Tasks and exercises »
#1 Answer these questions using the article about Kasparov saying he will not return to Russia. Mark each answer with its matching letter.
(a) In which city and country did Kasparov make his announcement?
(b) Where does Kasparov keep residences?
(c) On what date was Kasparov's statement released on Facebook?
#2 In the Kasparov article, rewrite the passage starting with "Kasparov maintains residences" and going on through "Pussy Riot trial.", renaming "protesters" as "demonstrators" wherever it occurs.
#3 Continue the Kasparov article beyond its final sentence.

━━━━━ Text for analysis

Kasparov bolts Russia!

Former World Champion and current opposition activist Garry Kasparov announced in an hour-long press conference that he will not return to Russia under the current Vladimir Putin’s administration. This announcement was made in Geneva, Switzerland where Kasparov was receiving a human rights award. Despite being at odds with his government, Kasparov had this to say:

Russia is and will always be my country. I am still traveling on a Russian passport, and though I was born in the USSR, and have spent most of my adult life traveling constantly, Russia is my home even when I am not able to be there. I refuse to allow Putin and his gang define Russia. They are a temporary disease that the Russian immune system will soon fight off.

Kasparov maintains residences in New Jersey, USA and Paris, France and states that he will publicize this issue in the U.S. and European channels. This controversy has become acute during the trial of 12 anti-Putin protesters. As a result, Kasparov feared that he would become the subject of an increasingly aggressive crack-down on opposition. Last August, Kasparov was forcibly taken into custody for partaking in a protest for the Pussy Riot trial.

Here is the press conference held at the United Nation’s office is Geneva.

3 Comments

  1. Garry Kasparov’s statement released on Facebook, 6 June 2013.

    One simple question at a Geneva press conference has set off a firestorm of conjecture about my not returning Russia, so I want to set the story straight myself! Russia is and will always be my country. I am still traveling on a Russian passport, and though I was born in the USSR, and have spent most of my adult life traveling constantly, Russia is my home even when I am not able to be there. I refuse to allow Putin and his gang define Russia. They are a temporary disease that the Russian immune system will soon fight off.

━━━━━━━━━━
━━━━━ Data provided

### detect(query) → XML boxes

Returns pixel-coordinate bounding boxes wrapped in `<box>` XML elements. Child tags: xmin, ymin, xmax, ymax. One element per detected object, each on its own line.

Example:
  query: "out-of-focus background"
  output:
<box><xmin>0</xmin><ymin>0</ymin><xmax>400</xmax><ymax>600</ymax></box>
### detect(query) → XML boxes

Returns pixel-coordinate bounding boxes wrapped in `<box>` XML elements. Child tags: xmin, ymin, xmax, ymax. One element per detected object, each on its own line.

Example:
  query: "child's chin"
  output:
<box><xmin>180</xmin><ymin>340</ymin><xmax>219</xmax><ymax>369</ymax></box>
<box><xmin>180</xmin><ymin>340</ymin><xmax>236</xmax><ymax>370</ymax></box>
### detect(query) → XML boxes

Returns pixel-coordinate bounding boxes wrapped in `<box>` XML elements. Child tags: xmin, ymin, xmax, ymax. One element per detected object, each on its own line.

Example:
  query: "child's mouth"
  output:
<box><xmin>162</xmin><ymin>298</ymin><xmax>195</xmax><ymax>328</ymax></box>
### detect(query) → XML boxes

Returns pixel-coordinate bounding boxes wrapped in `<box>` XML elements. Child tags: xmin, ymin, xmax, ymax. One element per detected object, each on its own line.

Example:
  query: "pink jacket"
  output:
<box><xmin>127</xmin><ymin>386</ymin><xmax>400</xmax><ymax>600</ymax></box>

━━━━━━━━━━

Exercise results »
#1
(a) Geneva, Switzerland
(b) New Jersey, USA and Paris, France
(c) 6 June 2013

#2
Kasparov maintains residences in New Jersey, USA and Paris, France and states that he will publicize this issue in the U.S. and European channels. This controversy has become acute during the trial of 12 anti-Putin demonstrators. As a result, Kasparov feared that he would become the subject of an increasingly aggressive crack-down on opposition. Last August, Kasparov was forcibly taken into custody for partaking in a protest for the Pussy Riot trial.

#3
    I am doing everything I can to help win that fight. Before I retired from chess I represented Russia fighting battles on the chessboard around the world. I have spent years marching in the streets against Putin, speaking at rallies, and facing the police. Today I am still representing Russia and fighting harder than ever in America and Europe to bring international sanctions against the criminals and thugs in the Kremlin. I have had hundreds of meetings and appearances to promote such legislation, and the US has adopted the Magnitsky Act and Europe is increasingly open to doing the same. Such laws attack Putin’s power at its foundation: the loyalty of his gang that is based on the protection he provides so they can enjoy their stolen riches abroad. Putin is at the center of the web, but the fight for human rights is a global one and it is critical to both assist and to seek assistance from allies abroad.

    Meanwhile, Putin is cracking down harder than ever and is showing he is willing to create a new generation of political prisoners unseen since the days of Stalin. I have already been “invited” to speak to prosecutors and such invitations have a way, at a minimum, of limiting ones freedom of movement. Adding another victim to the regime’s list will not do much good. I will not casually put myself at the mercy of the investigative office of Alexander Bastrykin, who deserves to be the top Russian official on the Magnitsky List himself!

    Please, let no one doubt my commitment to the cause of a free and strong Russia, or doubt for one moment that I am working constantly to achieve that goal. I have dedicated my life to my human rights activities and my education programs and it is impossible to imagine I would be allowed to continue this work inside Russia today. Many of my friends in the opposition are risking their lives and their security every day and they deserve the full attention and protection of the global community and bringing this support is part of my efforts. I am present; I am in touch on a daily basis with what is happening with the opposition, and I will do whatever I can to support my colleagues and my compatriots until Putin and his cronies are gone for good.

  2. Videos of Kasparov’s Beating
    (Friday, 17 August 2012)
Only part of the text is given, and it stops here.